CONSIGNES:
A) Dites si chacune des affirmations suivantes concorde avec l'extrait sur le syndicalisme, en répondant par oui ou par non et en citant les mots décisifs de l'extrait. (i) Pour les hommes d'État, le syndicalisme sert d'instrument de gouvernement. (ii) L'intérêt du travailleur compte beaucoup à leurs yeux. (iii) Les démocraties d'Europe sont parvenues à réduire Moscou par le blocus.
B) Prolongez l'extrait sur le syndicalisme à partir de sa dernière phrase, dans le même ton.

Entre les mains de ces hommes d’État, le syn­di­ca­lisme n’est qu’un ins­tru­ment de gou­ver­ne­ment. Ils en usent, les uns et les autres, avec une inco­hé­rence appa­rente de méthode, qui mani­feste leur unique fin : Assu­rer un ordre social dans le pré­sent ou pré­pa­rer le nou­vel ordre dont ils sont les agents pré­cur­seurs. L’intérêt du tra­vailleur, dans cette affaire, leur importe peu. Le suc­cès de leur par­ti, voi­là l’important.

Mais, entre par­tis, comme entre États, la guerre ne peut pas durer, il est des conci­lia­tions néces­saires quand il s’agit d’équilibrer des forces d’autorité. Ces conci­lia­tions sont impos­sibles quand il s’agit uni­que­ment d’affirmer la réa­li­té dou­lou­reuse du pro­lé­ta­riat qui éprouve, à tous les moments de son cal­vaire, l’horrible néces­si­té de la lutte de classe et le seul espoir de son éman­ci­pa­tion, par la des­truc­tion du capi­ta­lisme et par la sup­pres­sion de toutes les formes de gouvernement. 

Mos­cou, ne pou­vant pas impo­ser inter­na­tio­na­le­ment sa dic­ta­ture, et les démo­cra­ties d’Europe ne pou­vant pas réduire Mos­cou par le blo­cus ; le gou­ver­ne­ment syn­di­cal de Mon­sieur Jou­haux, d’autre part, se voyant mena­cé par le syn­di­ca­lisme révo­lu­tion­naire tou­jours crois­sant, il y eut, de part et d’autre, un enchaî­ne­ment de dési­rs paci­fiques qui alla de Lénine jusqu’à M. Poin­ca­ré, en pas­sant par Cachin, Lozows­ky, Panl-Bon­cour, Albert Tho­mas, et en der­nier res­sort M. Jou­haux. C’est ça le front unique du prolétariat.

MATÉRIEL FOURNI:

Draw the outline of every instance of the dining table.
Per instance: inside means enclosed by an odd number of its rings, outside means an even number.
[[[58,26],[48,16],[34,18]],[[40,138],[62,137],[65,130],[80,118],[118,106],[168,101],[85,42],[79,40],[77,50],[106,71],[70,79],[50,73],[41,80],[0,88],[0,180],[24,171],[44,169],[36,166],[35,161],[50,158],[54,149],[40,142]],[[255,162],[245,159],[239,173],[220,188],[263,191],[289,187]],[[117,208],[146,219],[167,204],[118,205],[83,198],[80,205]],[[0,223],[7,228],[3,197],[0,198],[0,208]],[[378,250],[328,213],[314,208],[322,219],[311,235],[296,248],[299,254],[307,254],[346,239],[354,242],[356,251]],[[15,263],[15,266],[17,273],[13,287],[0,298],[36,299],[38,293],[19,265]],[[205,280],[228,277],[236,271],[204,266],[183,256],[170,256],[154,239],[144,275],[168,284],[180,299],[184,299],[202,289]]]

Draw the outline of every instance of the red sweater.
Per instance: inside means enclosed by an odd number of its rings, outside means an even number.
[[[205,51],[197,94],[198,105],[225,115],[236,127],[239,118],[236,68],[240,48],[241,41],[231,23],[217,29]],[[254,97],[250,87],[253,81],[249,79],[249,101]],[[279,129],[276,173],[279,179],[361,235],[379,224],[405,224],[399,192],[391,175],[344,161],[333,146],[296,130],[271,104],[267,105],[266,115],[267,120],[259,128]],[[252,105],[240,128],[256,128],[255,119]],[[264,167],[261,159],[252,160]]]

RÉPONSES ATTENDUES:
A)
(i) Oui : « le syn­di­ca­lisme n’est qu’un ins­tru­ment de gou­ver­ne­ment ».
(ii) Non : « L’intérêt du tra­vailleur, dans cette affaire, leur importe peu. »
(iii) Non : « les démo­cra­ties d’Europe ne pou­vant pas réduire Mos­cou par le blo­cus ».

B)
Mais le pro­lé­ta­riat ne marche pas. On lui a suf­fi­sam­ment appris, en socia­lisme que « l’émancipation des tra­vailleurs doit être l’œuvre des tra­vailleurs eux-mêmes », qu’il a fini par le croire, et il n’entend pas que sous le pré­texte de son éman­ci­pa­tion on le prive des seules armes dont il dis­pose, des seules forces qu’il ait : la puis­sance auto­nome de son organisation. 

Si les ouvriers de ce pays, à un cer­tain moment, ont gros­si les rangs du par­ti com­mu­niste, c’était uni­que­ment afin de mar­quer son hos­ti­li­té aux chefs réfor­mistes de la C.G.T. et dans l’espoir, au len­de­main de la guerre, de hâter l’œuvre révo­lu­tion­naire. Ce fut une illu­sion et un tort de leur part. Mais, quoi qu’il en soit, le sen­ti­ment qui les gui­dait n’était pas mau­vais et il est cer­tain que le grand nombre de ceux chez qui ce sen­ti­ment ne s’est pas modi­fié ne seront pas dupes de la manœuvre des chefs du par­ti com­mu­niste. Ils ne mar­che­ront pas pour le front unique, et quand on vou­dra leur faire com­prendre la néces­si­té de se mettre d’accord avec Jou­haux et Renau­del, ils s’indigneront et lâche­ront les conseilleurs qui ne sont pas les payeurs. 

Mal­gré toutes ces embûches, le syn­di­ca­lisme révo­lu­tion­naire a fait son che­min. Si nous avons chas­sé les traîtres du mou­ve­ment ouvrier, si nous avons rom­pu avec les diri­geants de la rue Lafayette et avec les trou­peaux qui les suivent, c’est en toute conscience et en dehors de tous conseils extérieurs. 

Le par­ti com­mu­niste a pu s’illusionner un temps sur son influence dans les milieux syn­di­ca­listes. Le comi­té confé­dé­ral natio­nal de la C.G.T. uni­taire lui démontre que la volon­té du pro­lé­ta­riat est une force intui­tive qui brise les cadres, dépasse les pré­vi­sions des socia­listes en chambre et détruit tous les cal­culs des tac­ti­ciens. Le mou­ve­ment ouvrier ne se réduit pas à une « algèbre sociale ». Les tra­vailleurs fran­çais en ont don­né la preuve en mani­fes­tant leur désir de créer défi­ni­ti­ve­ment une C.G.T. sur des bases vrai­ment fédé­ra­listes, et avec un pro­gramme har­di­ment révo­lu­tion­naire, en dehors de l’influence des par­tis et contre l’autorité arbi­traire de tous les gouvernements.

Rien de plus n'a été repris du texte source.